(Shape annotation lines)
= = = = = = =
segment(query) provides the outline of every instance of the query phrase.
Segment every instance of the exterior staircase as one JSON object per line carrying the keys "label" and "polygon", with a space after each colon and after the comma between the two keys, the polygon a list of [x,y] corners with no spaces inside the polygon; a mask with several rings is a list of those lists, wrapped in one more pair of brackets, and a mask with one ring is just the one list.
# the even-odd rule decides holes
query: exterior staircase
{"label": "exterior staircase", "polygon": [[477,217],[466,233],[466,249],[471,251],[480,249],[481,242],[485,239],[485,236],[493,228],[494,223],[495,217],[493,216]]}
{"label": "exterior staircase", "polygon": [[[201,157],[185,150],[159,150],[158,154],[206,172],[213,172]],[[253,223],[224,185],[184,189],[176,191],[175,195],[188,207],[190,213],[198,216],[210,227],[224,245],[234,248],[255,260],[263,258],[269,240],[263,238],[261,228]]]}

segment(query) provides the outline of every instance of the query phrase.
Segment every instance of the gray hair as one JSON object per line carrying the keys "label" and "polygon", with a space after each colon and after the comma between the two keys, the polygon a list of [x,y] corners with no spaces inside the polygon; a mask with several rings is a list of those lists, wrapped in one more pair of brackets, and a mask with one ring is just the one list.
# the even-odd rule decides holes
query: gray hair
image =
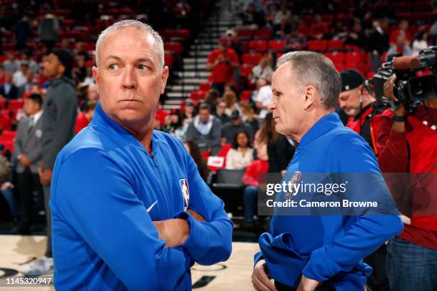
{"label": "gray hair", "polygon": [[310,84],[320,92],[320,98],[325,109],[333,108],[341,91],[341,78],[332,61],[314,51],[292,51],[278,60],[276,69],[291,63],[293,78],[306,86]]}
{"label": "gray hair", "polygon": [[117,31],[121,29],[126,29],[129,27],[134,27],[139,31],[144,31],[147,34],[150,34],[155,41],[156,41],[156,45],[159,51],[159,56],[161,61],[161,67],[164,66],[164,42],[162,41],[162,39],[159,34],[158,34],[154,29],[151,28],[149,24],[146,24],[141,21],[135,19],[126,19],[121,21],[116,22],[112,24],[111,26],[108,27],[104,31],[101,31],[101,33],[99,35],[99,39],[97,39],[97,42],[96,43],[96,63],[97,66],[99,66],[99,56],[100,53],[100,47],[101,46],[101,44],[103,41],[108,36],[109,34]]}

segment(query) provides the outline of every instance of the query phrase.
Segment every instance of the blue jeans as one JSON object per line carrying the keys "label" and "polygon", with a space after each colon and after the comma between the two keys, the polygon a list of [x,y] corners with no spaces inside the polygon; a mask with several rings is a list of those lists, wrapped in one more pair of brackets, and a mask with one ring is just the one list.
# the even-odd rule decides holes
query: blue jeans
= = = = = = =
» Exercise:
Update all of the lines above by replacing each occurrence of "query phrase" with "search term", leaving everything else unchanged. Omit the pictures from the answer.

» Exercise answer:
segment(query) provides the outline of every instance of the search term.
Segment every instance of the exterior staircase as one JSON object per line carrying the keys "label" and "polygon", with a space after each colon and after the comma between the two keys, the polygon a list of [x,y] corners with no spaces inside the polygon; a mask with several rings is a list of those lists, wrapped in one more pair of brackets, and a mask with one ring is just the one list.
# the even-odd rule decides holes
query: exterior staircase
{"label": "exterior staircase", "polygon": [[477,217],[466,233],[466,249],[471,251],[480,249],[481,242],[485,239],[485,236],[493,228],[494,223],[495,217],[493,216]]}
{"label": "exterior staircase", "polygon": [[[201,157],[185,150],[159,150],[158,154],[206,172],[213,172]],[[253,223],[224,185],[184,189],[176,191],[175,195],[188,207],[190,213],[198,216],[210,227],[224,245],[234,248],[255,260],[263,258],[269,240],[263,238],[261,228]]]}

segment(query) provides the outline of every instance of the search term.
Segment every instance of the gray hair as one JSON object per line carrying the keys "label" and "polygon", with a space after each colon and after the comma between the two keys, the polygon a list of [x,y] corners with no spaces inside the polygon; a mask with several rings is a list of those lists, wrapped in one more pair of brackets, and a mask with one ring is just the one list.
# the even-odd rule decides holes
query: gray hair
image =
{"label": "gray hair", "polygon": [[310,84],[320,92],[320,98],[325,109],[333,108],[341,91],[341,78],[332,61],[314,51],[292,51],[278,60],[276,69],[291,63],[293,78],[306,86]]}
{"label": "gray hair", "polygon": [[117,31],[121,29],[126,29],[129,27],[134,27],[139,31],[144,31],[147,34],[150,34],[155,41],[156,41],[156,45],[159,51],[159,56],[161,61],[161,67],[164,66],[164,42],[162,41],[162,39],[159,34],[158,34],[154,29],[151,28],[149,24],[146,24],[141,21],[135,19],[126,19],[121,21],[116,22],[112,24],[111,26],[108,27],[104,31],[101,31],[101,33],[99,35],[99,39],[97,39],[97,42],[96,43],[96,63],[97,66],[99,66],[99,56],[100,53],[100,47],[101,46],[101,44],[103,41],[108,36],[109,34]]}

segment(query) provides the outline of every instance of the search term.
Segment every instance of the blue jeans as one JSON object per line carrying the keys "label" and "polygon", with a space after each colon and after the comma between the two keys, the polygon a list of [x,y] corners with no spaces inside the polygon; a mask with several rings is a list of those lists, wrapped in one more pair of brackets, and a mask with one ring is just the one list.
# the even-odd rule decides holes
query: blue jeans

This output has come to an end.